* Input for this task *

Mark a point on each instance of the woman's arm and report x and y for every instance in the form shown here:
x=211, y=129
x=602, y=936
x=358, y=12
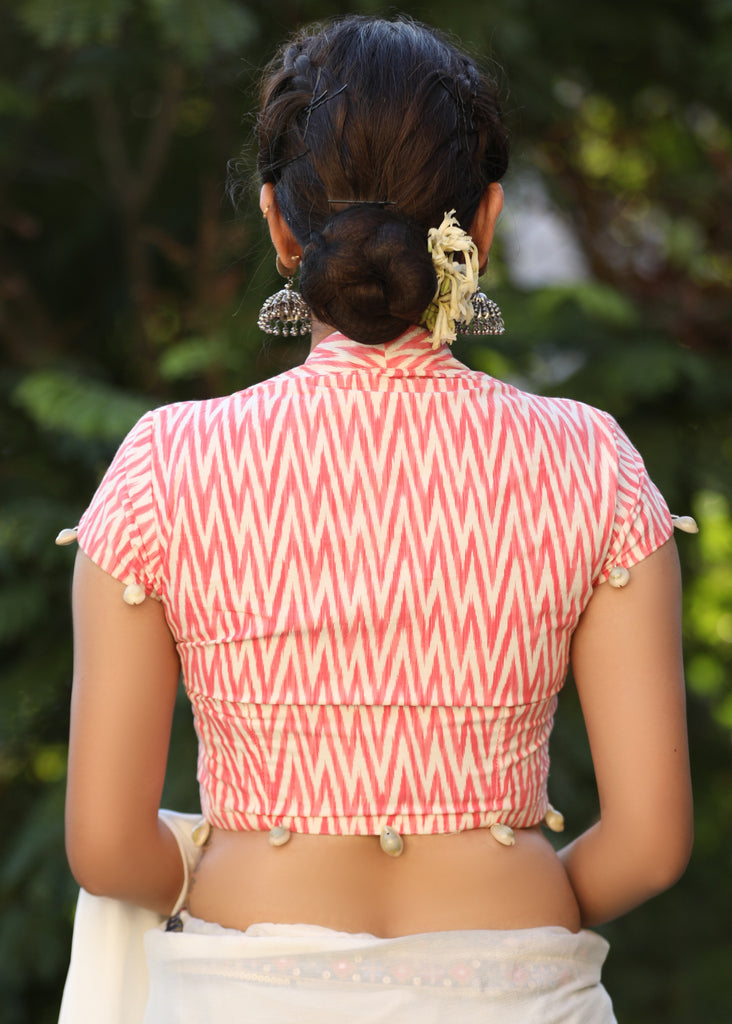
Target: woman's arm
x=125, y=679
x=627, y=663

* Requirements *
Turn the records above into a numbered list with one line per item, skipping any blank lines and leaving out the pictures.

* Solution for this task *
1. Mark a point on each instance of the woman's arm and report x and y for every instance in the form shown here:
2. x=211, y=129
3. x=602, y=936
4. x=358, y=12
5. Target: woman's arm
6. x=125, y=679
7. x=627, y=663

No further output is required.